→ Tasks to carry out
(a) In the passage on the Kings' centers, what four qualities does Laughton bring?
(b) Duplicate the part of the passage on the Kings' centers that runs from "The Verdict Is" to "next season’s success.", with no changes.

→ Passage provided
%%

The Verdict Is In — The Fourth Period
That is where Laughton matters.
Laughton is not a classic second-line center in the 65-point, possession-dominating sense. He is something different, and something the Kings needed. He brings pace, competitiveness, defensive conscience and positional flexibility. He can take tough draws, play against better players and kill penalties. He can move up to a second-line role when the matchup calls for it or settle into a more natural third-line center role when the Kings want to spread their lineup. That’s why his return was critical to next season’s success.
He gives Laviolette options and that matters more now than it did a year ago.
The Kings are no longer building their center structure around the certainty of Kopitar. They are building around the possibility of Byfield becoming the player they believe he can be. That means they need support pieces who can absorb difficult minutes without asking the coaching staff to compromise Byfield’s offensive growth.
Laughton can do that.
Haula can too.
Haula is a different kind of addition, but the role is easy to understand. He is veteran insurance at a position where the Kings could not afford to be thin. He can still skate, forecheck, handle defensive responsibility and provide enough offense to avoid becoming a pure fourth-line specialist. The Kings signed him to make their entire lineup more functional, an important facet in a post-Kopitar roster.
The ripple effect from losing a player like Kopitar is not limited to his line. Suddenly, someone else has to take more defensive-zone starts and handle the tougher faceoffs. Someone else has to move into the first penalty-killing unit and must be trusted late in a one-goal game. Haula and Laughton give the Kings two players who can carry those responsibilities in different ways to make the middle of the ice more stable.

%%

→ Data listing
%%

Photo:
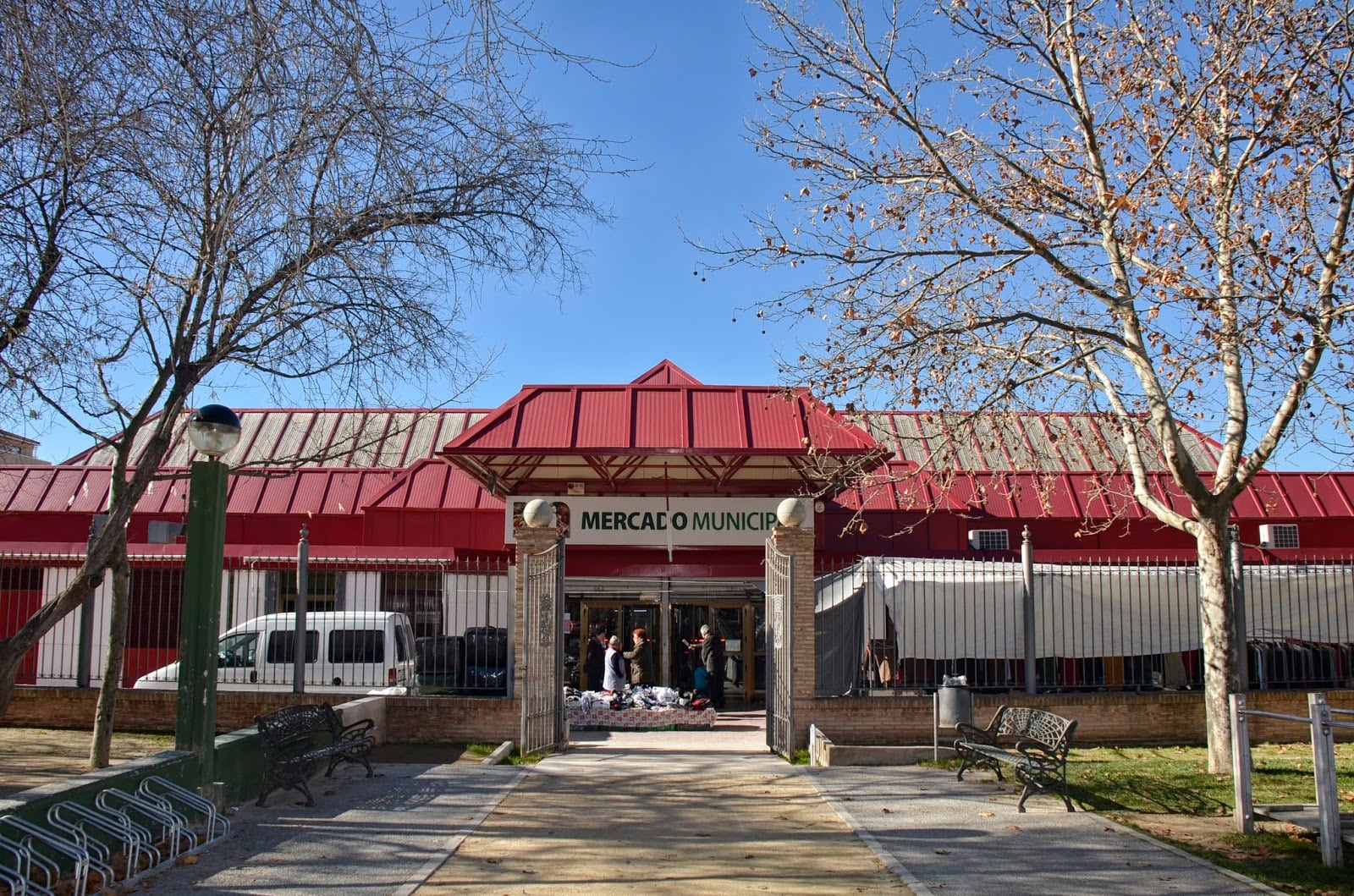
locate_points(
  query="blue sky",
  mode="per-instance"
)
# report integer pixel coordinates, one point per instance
(679, 114)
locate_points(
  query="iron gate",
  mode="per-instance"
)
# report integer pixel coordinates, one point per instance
(543, 654)
(780, 708)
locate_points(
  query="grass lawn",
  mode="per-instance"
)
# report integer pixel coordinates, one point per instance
(1169, 794)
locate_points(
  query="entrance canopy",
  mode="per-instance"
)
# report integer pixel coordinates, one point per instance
(663, 433)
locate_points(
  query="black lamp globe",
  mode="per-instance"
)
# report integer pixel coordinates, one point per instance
(214, 429)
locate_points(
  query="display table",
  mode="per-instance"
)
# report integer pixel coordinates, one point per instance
(640, 719)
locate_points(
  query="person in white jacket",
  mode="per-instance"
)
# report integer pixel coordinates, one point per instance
(614, 672)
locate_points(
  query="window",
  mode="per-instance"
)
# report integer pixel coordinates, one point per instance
(282, 647)
(356, 646)
(322, 591)
(988, 541)
(417, 596)
(155, 596)
(1279, 536)
(237, 651)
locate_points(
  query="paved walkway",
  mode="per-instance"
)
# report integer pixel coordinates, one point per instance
(680, 812)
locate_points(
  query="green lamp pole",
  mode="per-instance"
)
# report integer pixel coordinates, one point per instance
(213, 429)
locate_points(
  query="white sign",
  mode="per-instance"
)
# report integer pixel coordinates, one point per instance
(657, 521)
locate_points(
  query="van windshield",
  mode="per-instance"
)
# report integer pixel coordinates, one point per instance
(237, 651)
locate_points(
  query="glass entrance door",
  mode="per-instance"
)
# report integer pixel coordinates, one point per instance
(741, 623)
(622, 618)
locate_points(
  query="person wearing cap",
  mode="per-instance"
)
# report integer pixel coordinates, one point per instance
(614, 676)
(641, 658)
(595, 661)
(713, 658)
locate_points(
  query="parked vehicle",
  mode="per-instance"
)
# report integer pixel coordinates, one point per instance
(347, 651)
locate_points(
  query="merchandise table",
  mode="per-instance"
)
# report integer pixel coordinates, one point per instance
(600, 717)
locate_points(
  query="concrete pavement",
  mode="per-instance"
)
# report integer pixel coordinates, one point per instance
(680, 812)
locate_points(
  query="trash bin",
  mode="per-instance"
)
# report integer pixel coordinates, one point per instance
(954, 703)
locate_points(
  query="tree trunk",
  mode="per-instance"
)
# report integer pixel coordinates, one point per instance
(1215, 615)
(103, 717)
(14, 649)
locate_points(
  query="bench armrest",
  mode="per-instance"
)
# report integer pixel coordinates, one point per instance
(974, 734)
(355, 731)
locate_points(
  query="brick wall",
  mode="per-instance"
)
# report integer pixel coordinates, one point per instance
(1175, 717)
(408, 719)
(1103, 717)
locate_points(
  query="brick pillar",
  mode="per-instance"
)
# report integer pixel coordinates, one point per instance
(799, 544)
(528, 541)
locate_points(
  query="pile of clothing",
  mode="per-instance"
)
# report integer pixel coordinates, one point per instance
(642, 697)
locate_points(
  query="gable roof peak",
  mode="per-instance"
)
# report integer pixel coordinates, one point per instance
(665, 374)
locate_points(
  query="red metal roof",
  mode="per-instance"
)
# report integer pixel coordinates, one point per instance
(435, 485)
(1024, 496)
(388, 437)
(661, 433)
(1022, 442)
(286, 492)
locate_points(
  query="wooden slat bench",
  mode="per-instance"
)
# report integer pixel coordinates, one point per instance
(298, 739)
(1033, 742)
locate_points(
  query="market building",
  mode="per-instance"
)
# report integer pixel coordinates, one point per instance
(663, 493)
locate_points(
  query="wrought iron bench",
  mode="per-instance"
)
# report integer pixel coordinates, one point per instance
(1035, 742)
(298, 739)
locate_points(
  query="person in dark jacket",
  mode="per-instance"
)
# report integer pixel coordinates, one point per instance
(595, 661)
(641, 658)
(614, 668)
(713, 659)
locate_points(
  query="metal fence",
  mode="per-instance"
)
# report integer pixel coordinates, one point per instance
(460, 613)
(893, 623)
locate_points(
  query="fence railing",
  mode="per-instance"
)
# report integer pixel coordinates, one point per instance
(895, 623)
(460, 612)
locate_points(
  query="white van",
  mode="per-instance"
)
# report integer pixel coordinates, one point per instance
(347, 651)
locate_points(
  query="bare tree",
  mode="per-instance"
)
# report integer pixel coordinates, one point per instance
(298, 190)
(1137, 207)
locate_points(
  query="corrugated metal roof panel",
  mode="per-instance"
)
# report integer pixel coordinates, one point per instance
(25, 492)
(245, 494)
(548, 420)
(721, 420)
(1042, 448)
(779, 424)
(394, 444)
(1066, 442)
(277, 496)
(603, 419)
(665, 374)
(660, 419)
(79, 492)
(1335, 492)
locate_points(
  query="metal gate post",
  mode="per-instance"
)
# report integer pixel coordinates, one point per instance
(541, 596)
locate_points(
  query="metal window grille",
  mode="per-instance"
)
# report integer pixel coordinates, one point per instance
(988, 539)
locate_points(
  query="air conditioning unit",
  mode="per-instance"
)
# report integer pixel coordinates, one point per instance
(988, 541)
(1279, 535)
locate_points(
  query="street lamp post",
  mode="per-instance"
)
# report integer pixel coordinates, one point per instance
(213, 429)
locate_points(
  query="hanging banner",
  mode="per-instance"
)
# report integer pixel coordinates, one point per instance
(657, 521)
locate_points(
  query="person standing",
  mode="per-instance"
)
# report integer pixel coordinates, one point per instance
(614, 668)
(641, 657)
(595, 661)
(713, 659)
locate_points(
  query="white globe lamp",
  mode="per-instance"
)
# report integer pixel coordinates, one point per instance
(791, 514)
(214, 429)
(538, 514)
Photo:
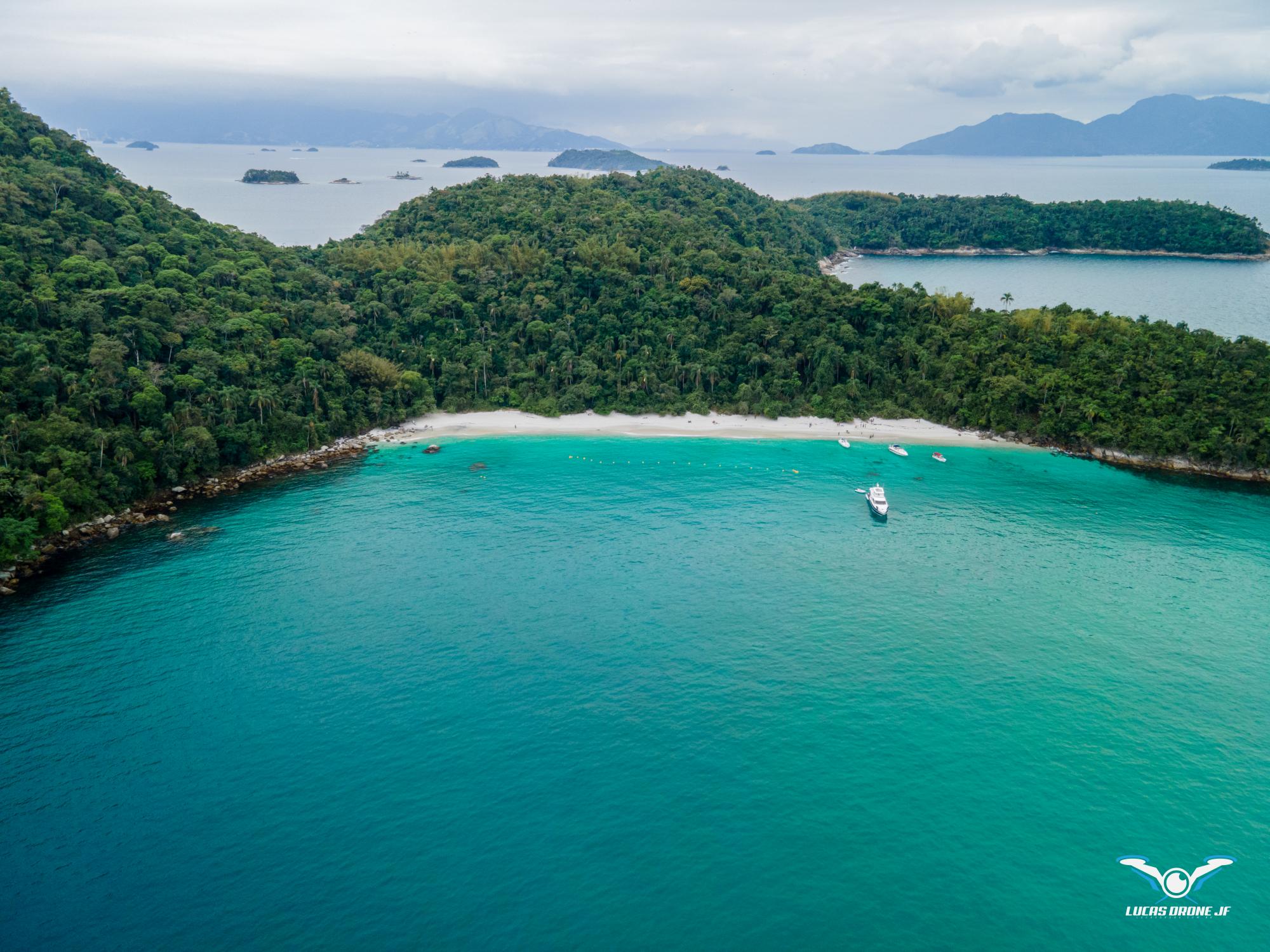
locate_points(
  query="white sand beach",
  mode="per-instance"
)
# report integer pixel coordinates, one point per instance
(733, 427)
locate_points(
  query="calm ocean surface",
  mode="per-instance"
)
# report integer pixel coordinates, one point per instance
(625, 694)
(1230, 298)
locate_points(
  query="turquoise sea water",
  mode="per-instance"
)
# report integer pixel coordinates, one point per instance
(634, 694)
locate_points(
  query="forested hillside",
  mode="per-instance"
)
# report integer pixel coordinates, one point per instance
(874, 220)
(142, 346)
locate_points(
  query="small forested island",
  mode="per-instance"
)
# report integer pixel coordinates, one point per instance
(473, 162)
(876, 221)
(270, 177)
(144, 347)
(1244, 166)
(604, 161)
(827, 149)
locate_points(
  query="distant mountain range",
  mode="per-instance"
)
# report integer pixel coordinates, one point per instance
(286, 124)
(1169, 125)
(827, 149)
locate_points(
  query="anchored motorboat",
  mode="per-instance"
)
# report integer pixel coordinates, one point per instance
(877, 499)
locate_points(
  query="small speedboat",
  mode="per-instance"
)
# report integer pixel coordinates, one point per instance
(877, 499)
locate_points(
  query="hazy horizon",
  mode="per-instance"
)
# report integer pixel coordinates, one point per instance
(655, 72)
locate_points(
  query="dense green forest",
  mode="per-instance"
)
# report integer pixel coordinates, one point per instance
(142, 346)
(270, 177)
(1244, 166)
(874, 220)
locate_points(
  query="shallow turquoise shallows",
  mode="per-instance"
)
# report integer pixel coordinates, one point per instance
(627, 694)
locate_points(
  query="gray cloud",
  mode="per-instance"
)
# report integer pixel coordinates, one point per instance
(857, 73)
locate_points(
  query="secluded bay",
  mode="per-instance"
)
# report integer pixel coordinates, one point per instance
(632, 694)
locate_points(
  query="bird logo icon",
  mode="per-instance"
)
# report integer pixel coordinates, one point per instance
(1175, 883)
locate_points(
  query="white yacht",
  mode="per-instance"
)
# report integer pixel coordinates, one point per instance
(877, 501)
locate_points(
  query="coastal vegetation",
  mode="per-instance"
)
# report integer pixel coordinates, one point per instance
(270, 177)
(143, 347)
(604, 161)
(1243, 166)
(878, 221)
(473, 162)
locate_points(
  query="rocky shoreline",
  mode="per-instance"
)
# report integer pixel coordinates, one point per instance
(831, 265)
(1175, 464)
(162, 506)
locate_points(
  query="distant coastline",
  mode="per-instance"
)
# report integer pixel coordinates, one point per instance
(831, 265)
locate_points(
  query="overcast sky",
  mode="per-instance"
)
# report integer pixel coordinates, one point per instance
(872, 74)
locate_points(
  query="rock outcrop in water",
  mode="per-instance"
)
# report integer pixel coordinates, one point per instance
(161, 507)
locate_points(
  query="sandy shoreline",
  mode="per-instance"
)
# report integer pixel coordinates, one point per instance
(719, 426)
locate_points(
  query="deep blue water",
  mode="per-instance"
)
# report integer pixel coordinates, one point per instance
(1227, 298)
(632, 694)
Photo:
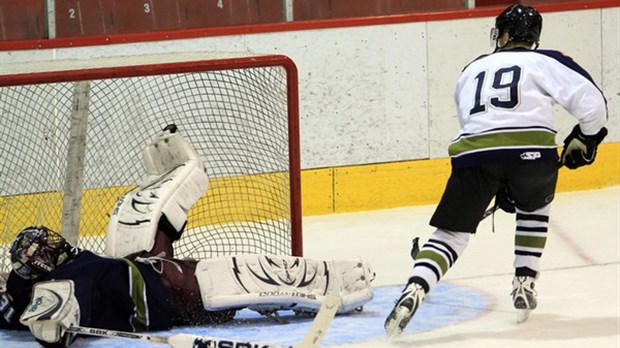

%%

→ The replies
(a) Pace, competitiveness, defensive conscience and positional flexibility.

(b)
The Verdict Is In — The Fourth Period
That is where Laughton matters.
Laughton is not a classic second-line center in the 65-point, possession-dominating sense. He is something different, and something the Kings needed. He brings pace, competitiveness, defensive conscience and positional flexibility. He can take tough draws, play against better players and kill penalties. He can move up to a second-line role when the matchup calls for it or settle into a more natural third-line center role when the Kings want to spread their lineup. That’s why his return was critical to next season’s success.